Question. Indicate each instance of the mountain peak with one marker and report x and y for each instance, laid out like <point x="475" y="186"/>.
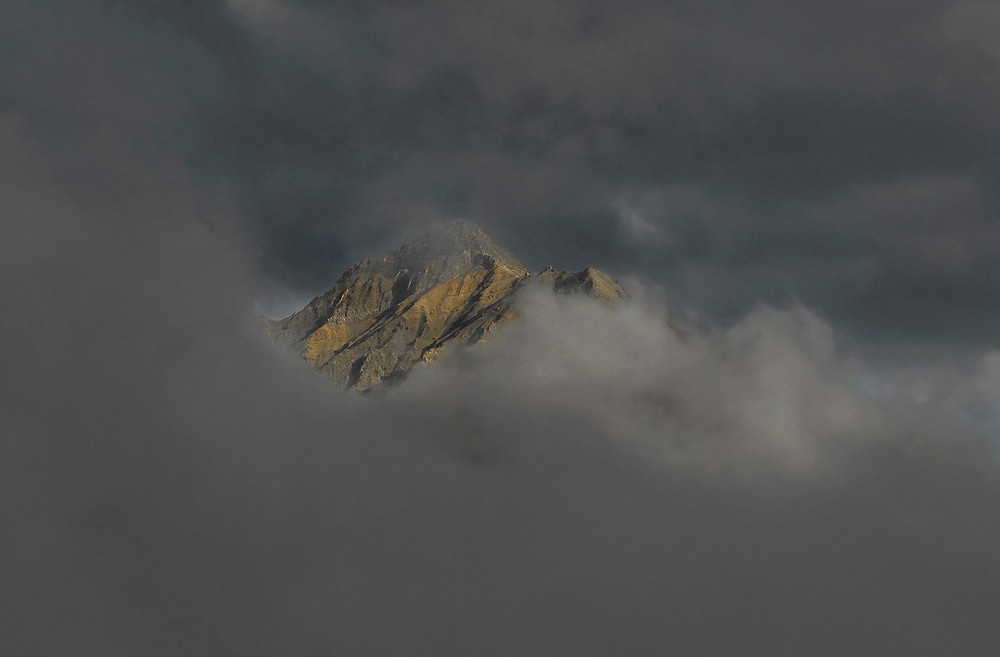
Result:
<point x="450" y="285"/>
<point x="451" y="246"/>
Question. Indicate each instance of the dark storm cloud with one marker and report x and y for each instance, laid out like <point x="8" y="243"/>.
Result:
<point x="588" y="484"/>
<point x="342" y="127"/>
<point x="170" y="487"/>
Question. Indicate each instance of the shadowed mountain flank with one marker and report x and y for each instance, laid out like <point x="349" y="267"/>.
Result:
<point x="450" y="286"/>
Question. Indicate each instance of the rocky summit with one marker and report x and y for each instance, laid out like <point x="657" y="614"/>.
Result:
<point x="450" y="286"/>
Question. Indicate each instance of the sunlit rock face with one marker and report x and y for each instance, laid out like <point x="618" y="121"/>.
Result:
<point x="385" y="315"/>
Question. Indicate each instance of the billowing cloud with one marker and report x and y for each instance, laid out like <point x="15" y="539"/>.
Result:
<point x="590" y="482"/>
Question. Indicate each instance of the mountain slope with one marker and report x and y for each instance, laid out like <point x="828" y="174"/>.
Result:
<point x="450" y="286"/>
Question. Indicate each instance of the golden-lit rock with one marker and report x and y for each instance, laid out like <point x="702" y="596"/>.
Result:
<point x="452" y="285"/>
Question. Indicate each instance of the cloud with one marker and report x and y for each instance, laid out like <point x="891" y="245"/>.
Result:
<point x="590" y="483"/>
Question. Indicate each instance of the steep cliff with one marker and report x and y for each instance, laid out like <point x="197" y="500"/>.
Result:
<point x="450" y="286"/>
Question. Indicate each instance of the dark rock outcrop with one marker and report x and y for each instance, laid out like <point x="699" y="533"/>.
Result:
<point x="385" y="315"/>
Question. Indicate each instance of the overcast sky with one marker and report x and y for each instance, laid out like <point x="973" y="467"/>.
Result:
<point x="843" y="154"/>
<point x="586" y="484"/>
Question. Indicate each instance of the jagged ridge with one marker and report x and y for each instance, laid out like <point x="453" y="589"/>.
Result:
<point x="452" y="285"/>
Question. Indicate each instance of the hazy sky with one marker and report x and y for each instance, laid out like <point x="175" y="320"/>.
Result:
<point x="586" y="484"/>
<point x="844" y="154"/>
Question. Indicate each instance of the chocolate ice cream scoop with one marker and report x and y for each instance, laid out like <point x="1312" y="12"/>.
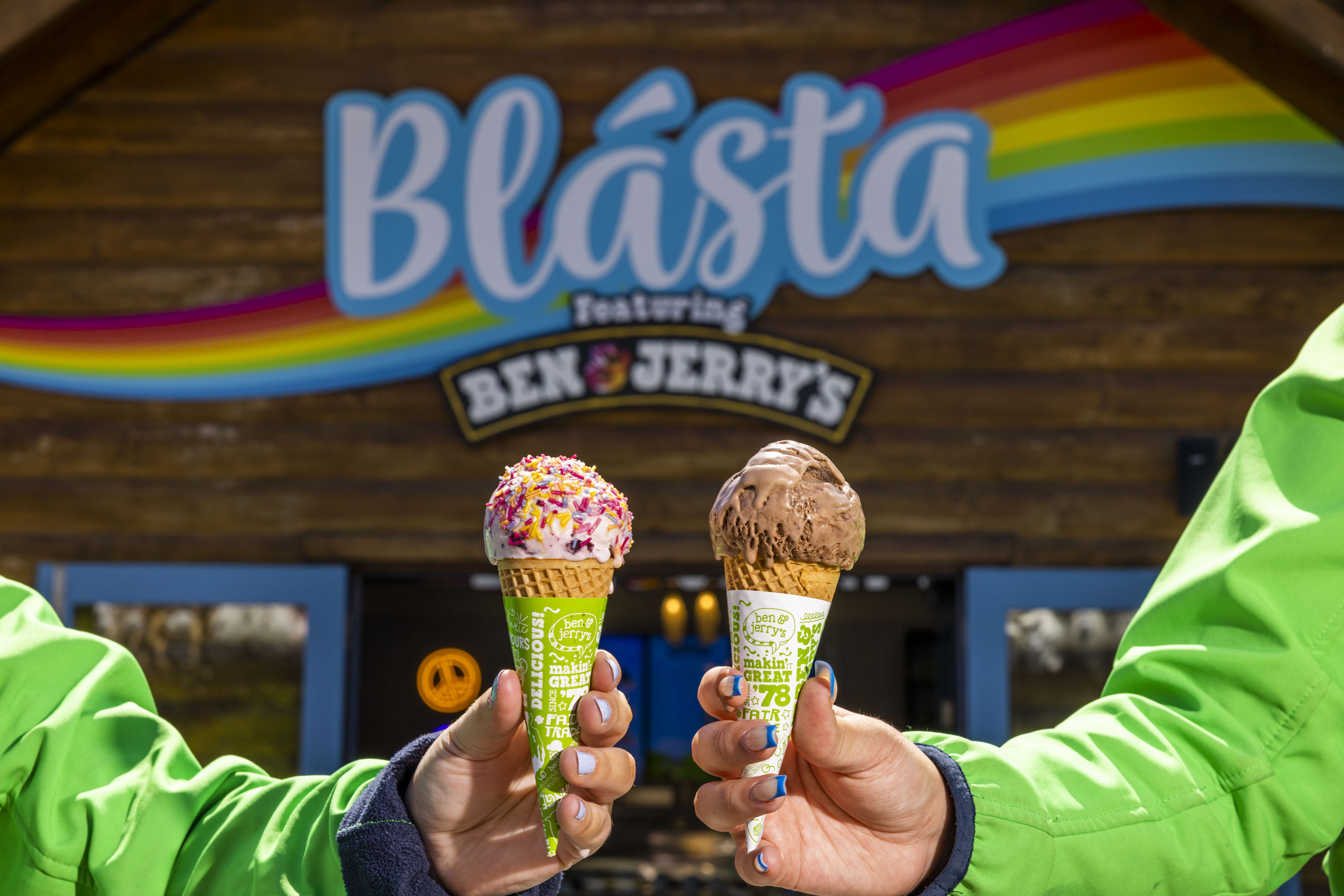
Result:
<point x="790" y="503"/>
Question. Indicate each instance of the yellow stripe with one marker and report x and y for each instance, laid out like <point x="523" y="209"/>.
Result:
<point x="1138" y="112"/>
<point x="249" y="351"/>
<point x="1183" y="74"/>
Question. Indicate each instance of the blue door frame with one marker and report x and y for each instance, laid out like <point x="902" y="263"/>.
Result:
<point x="322" y="590"/>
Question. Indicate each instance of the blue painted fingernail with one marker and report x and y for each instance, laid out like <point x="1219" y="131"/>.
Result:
<point x="823" y="667"/>
<point x="760" y="738"/>
<point x="768" y="789"/>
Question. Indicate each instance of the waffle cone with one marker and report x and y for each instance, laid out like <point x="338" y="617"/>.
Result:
<point x="788" y="577"/>
<point x="545" y="578"/>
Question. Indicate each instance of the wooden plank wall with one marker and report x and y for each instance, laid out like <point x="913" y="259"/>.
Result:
<point x="1033" y="422"/>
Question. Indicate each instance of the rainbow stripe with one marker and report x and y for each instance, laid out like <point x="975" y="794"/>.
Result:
<point x="283" y="344"/>
<point x="1097" y="108"/>
<point x="1101" y="108"/>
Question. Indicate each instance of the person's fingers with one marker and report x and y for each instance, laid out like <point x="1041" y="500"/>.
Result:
<point x="728" y="804"/>
<point x="724" y="691"/>
<point x="838" y="739"/>
<point x="604" y="718"/>
<point x="603" y="773"/>
<point x="607" y="672"/>
<point x="763" y="868"/>
<point x="487" y="727"/>
<point x="585" y="824"/>
<point x="724" y="747"/>
<point x="822" y="669"/>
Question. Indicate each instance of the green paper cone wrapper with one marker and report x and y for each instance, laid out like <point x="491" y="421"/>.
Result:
<point x="775" y="641"/>
<point x="554" y="644"/>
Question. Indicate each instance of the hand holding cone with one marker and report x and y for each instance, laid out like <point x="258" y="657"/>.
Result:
<point x="785" y="527"/>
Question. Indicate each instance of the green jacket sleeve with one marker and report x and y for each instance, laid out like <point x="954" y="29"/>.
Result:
<point x="99" y="794"/>
<point x="1214" y="761"/>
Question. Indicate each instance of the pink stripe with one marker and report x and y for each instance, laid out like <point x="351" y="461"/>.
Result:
<point x="162" y="319"/>
<point x="1050" y="23"/>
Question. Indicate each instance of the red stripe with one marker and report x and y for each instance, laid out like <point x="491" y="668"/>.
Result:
<point x="1129" y="43"/>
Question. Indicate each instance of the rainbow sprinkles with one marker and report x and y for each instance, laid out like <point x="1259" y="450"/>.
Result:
<point x="1095" y="108"/>
<point x="557" y="508"/>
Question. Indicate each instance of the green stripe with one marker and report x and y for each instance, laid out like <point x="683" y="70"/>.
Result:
<point x="1178" y="134"/>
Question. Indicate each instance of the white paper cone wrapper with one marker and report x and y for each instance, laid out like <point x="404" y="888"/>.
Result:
<point x="775" y="641"/>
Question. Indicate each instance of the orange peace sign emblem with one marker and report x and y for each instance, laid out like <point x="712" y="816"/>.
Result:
<point x="448" y="680"/>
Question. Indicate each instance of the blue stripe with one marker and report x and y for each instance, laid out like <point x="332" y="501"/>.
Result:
<point x="1280" y="174"/>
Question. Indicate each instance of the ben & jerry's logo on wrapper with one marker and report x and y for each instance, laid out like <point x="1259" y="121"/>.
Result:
<point x="656" y="366"/>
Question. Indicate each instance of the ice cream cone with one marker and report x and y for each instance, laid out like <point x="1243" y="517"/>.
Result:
<point x="554" y="611"/>
<point x="787" y="577"/>
<point x="557" y="531"/>
<point x="546" y="578"/>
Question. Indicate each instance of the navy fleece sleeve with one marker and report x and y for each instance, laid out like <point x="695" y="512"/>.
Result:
<point x="965" y="820"/>
<point x="381" y="849"/>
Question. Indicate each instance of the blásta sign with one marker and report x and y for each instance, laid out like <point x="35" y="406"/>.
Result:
<point x="444" y="241"/>
<point x="740" y="201"/>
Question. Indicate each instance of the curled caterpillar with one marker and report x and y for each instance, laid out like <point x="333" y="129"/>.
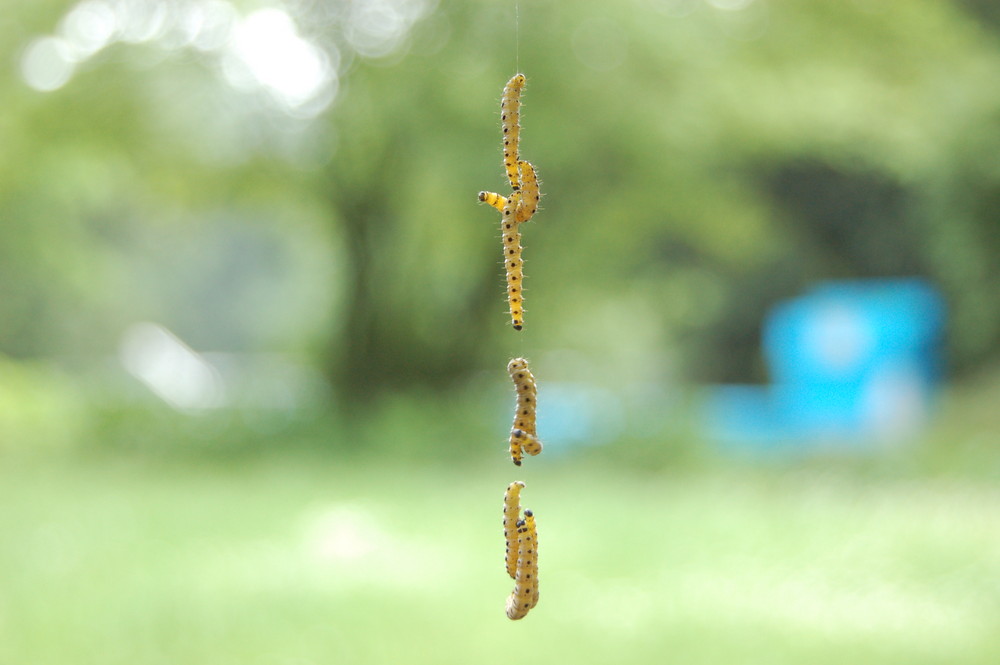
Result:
+ + + + +
Rewrite the entire listing above, replacing every "laid out like" with "formatted as" and keeping everything else the same. Leave the pictures out.

Question. Indicate each instance of the mountain peak with one marker and report x and y for each instance, formatted as <point x="475" y="186"/>.
Result:
<point x="450" y="285"/>
<point x="451" y="246"/>
Question. Indicate each instance of the dark storm cloud with one marker and report x and y for each instance, formatted as <point x="8" y="243"/>.
Result:
<point x="588" y="484"/>
<point x="342" y="127"/>
<point x="170" y="487"/>
Question. Indicate each instance of the shadowed mountain flank with one marker and report x and y for each instance, formatted as <point x="349" y="267"/>.
Result:
<point x="450" y="286"/>
Question. Indicate each instance of the rocky summit with one marker and report x and y for each instance, formatted as <point x="657" y="614"/>.
Result:
<point x="450" y="286"/>
Question. Indicate each instance of the sunlit rock face with one marker and report x and y for each instance, formatted as <point x="618" y="121"/>.
Result:
<point x="385" y="315"/>
Question. Indicate each instance of the billowing cloud with one marker and report x and y for each instance, formatted as <point x="15" y="539"/>.
Result:
<point x="590" y="482"/>
Question. Indicate each instance of the mountain slope with one marker and report x and y for each instance, formatted as <point x="828" y="174"/>.
Result:
<point x="450" y="286"/>
Question. Indicate each instance of the golden-lit rock with one marker and report x and y for each instance, formatted as <point x="702" y="596"/>.
Result:
<point x="452" y="285"/>
Question. Indicate each instance of the cloud with one marker and report x and y for each instance, formatted as <point x="891" y="245"/>.
Result:
<point x="590" y="483"/>
Question. Indicate each instance of the steep cliff with one marker and report x and y for each instance, formatted as <point x="197" y="500"/>.
Result:
<point x="450" y="286"/>
Question. Indicate each instance of the dark rock outcrop with one marker and report x and y for each instance, formatted as <point x="699" y="533"/>.
Result:
<point x="385" y="315"/>
Question. Indicate each instance of the overcast sky with one marker and report x and y for each instance, formatted as <point x="973" y="467"/>.
Result:
<point x="843" y="154"/>
<point x="586" y="484"/>
Question. Indicate each instance of the jagged ridge with one marker and report x and y for each instance, formatted as <point x="453" y="589"/>.
Result:
<point x="452" y="285"/>
Question. Indicate each instance of the hazy sky with one marker and report x and y for each instance, formatted as <point x="175" y="320"/>.
Result:
<point x="586" y="484"/>
<point x="844" y="154"/>
Question. Indicate each instance of the chocolate ice cream scoop with one marker and report x and y for each instance, formatted as <point x="1312" y="12"/>.
Result:
<point x="790" y="503"/>
Question. Indicate each instance of the yellow stripe with one marker and report x and y for each instance, formatted as <point x="523" y="209"/>.
Result:
<point x="1138" y="112"/>
<point x="249" y="351"/>
<point x="1183" y="74"/>
Question. Indicate each instance of the blue door frame with one marker and report x and y for each instance, formatted as <point x="902" y="263"/>.
Result:
<point x="322" y="590"/>
Question. Indicate each instance of the blue painted fingernail with one marker and report x and y for each instance, formatted as <point x="1219" y="131"/>.
Result:
<point x="823" y="667"/>
<point x="760" y="738"/>
<point x="768" y="789"/>
Question. Indicate each instance of the waffle cone with one marker and report x and y for each instance, formatted as <point x="338" y="617"/>.
Result:
<point x="788" y="577"/>
<point x="545" y="578"/>
Question. Indicate each instance of the wooden plank wall with one marker and report x and y for each instance, formatted as <point x="913" y="259"/>.
Result:
<point x="1033" y="422"/>
Question. Indicate each instance of the rainbow stripe with one marker and report x and y for each instance, formatted as <point x="975" y="794"/>.
Result:
<point x="283" y="344"/>
<point x="1097" y="108"/>
<point x="1101" y="108"/>
Question. Indicate each instance of the person's fingers with one marker and report x and y for each instance, formatted as <point x="1041" y="500"/>.
Result:
<point x="728" y="804"/>
<point x="724" y="691"/>
<point x="838" y="739"/>
<point x="604" y="718"/>
<point x="603" y="773"/>
<point x="607" y="672"/>
<point x="763" y="868"/>
<point x="487" y="727"/>
<point x="585" y="824"/>
<point x="724" y="747"/>
<point x="822" y="669"/>
Question. Indicate each instance of the green paper cone wrapper with one marker and report x and y for each instance, formatted as <point x="491" y="421"/>.
Result:
<point x="775" y="641"/>
<point x="554" y="644"/>
Question. Indicate each instance of the hand holding cone with one marker and report x and y for each instance, formatted as <point x="258" y="657"/>.
Result:
<point x="785" y="527"/>
Question. Indicate each instance of the green jacket sleeve with one marker and report x and y for each instance, formatted as <point x="954" y="29"/>.
Result:
<point x="99" y="794"/>
<point x="1214" y="761"/>
Question. Indicate each instance of the pink stripe with one marker and report x and y for each instance, formatted as <point x="351" y="461"/>.
Result:
<point x="162" y="319"/>
<point x="1050" y="23"/>
Question. Indicate each instance of the red stripe with one marker and report x and y for each instance, formatted as <point x="491" y="668"/>.
Result:
<point x="1129" y="43"/>
Question. Indicate each instance of the rainbow sprinkles with one marker and report x and y for each instance, formatted as <point x="1259" y="450"/>.
Result:
<point x="1095" y="108"/>
<point x="557" y="508"/>
Question. Indicate each instance of the green stripe with one marker and report x and y for each instance, formatted as <point x="683" y="70"/>.
Result:
<point x="1178" y="134"/>
Question. Indicate each instance of the white paper cone wrapper with one marker and report x and y for each instance, formatted as <point x="404" y="888"/>.
Result:
<point x="775" y="641"/>
Question. Indicate each instance of the orange peace sign emblem with one marker and report x and y for each instance, formatted as <point x="712" y="816"/>.
Result:
<point x="448" y="680"/>
Question. Indicate each instance of the blue stripe with one marker and report x and y for each instance, formatted as <point x="332" y="501"/>.
Result:
<point x="1280" y="174"/>
Question. Indicate each instance of the ben & jerry's logo on wrapper with one marker and report x and y for each instance, formatted as <point x="1259" y="121"/>.
Result:
<point x="656" y="366"/>
Question. Indicate each instance of the ice cream cone with one marker and report x and y for each instance, formatted as <point x="1243" y="517"/>.
Result:
<point x="554" y="611"/>
<point x="787" y="577"/>
<point x="557" y="531"/>
<point x="546" y="578"/>
Question. Indicate each instance of the navy fleece sleeve with one marker and report x and y for each instance, formatted as <point x="695" y="512"/>.
Result:
<point x="965" y="820"/>
<point x="381" y="849"/>
Question. Indicate each instance of the blásta sign with one marker and report x and y for each instance, formatted as <point x="35" y="406"/>.
Result:
<point x="444" y="241"/>
<point x="740" y="201"/>
Question. Indicate each instance of the curled caterpillar with one marker and report x and y for each instance, formatted as <point x="333" y="129"/>.
Result:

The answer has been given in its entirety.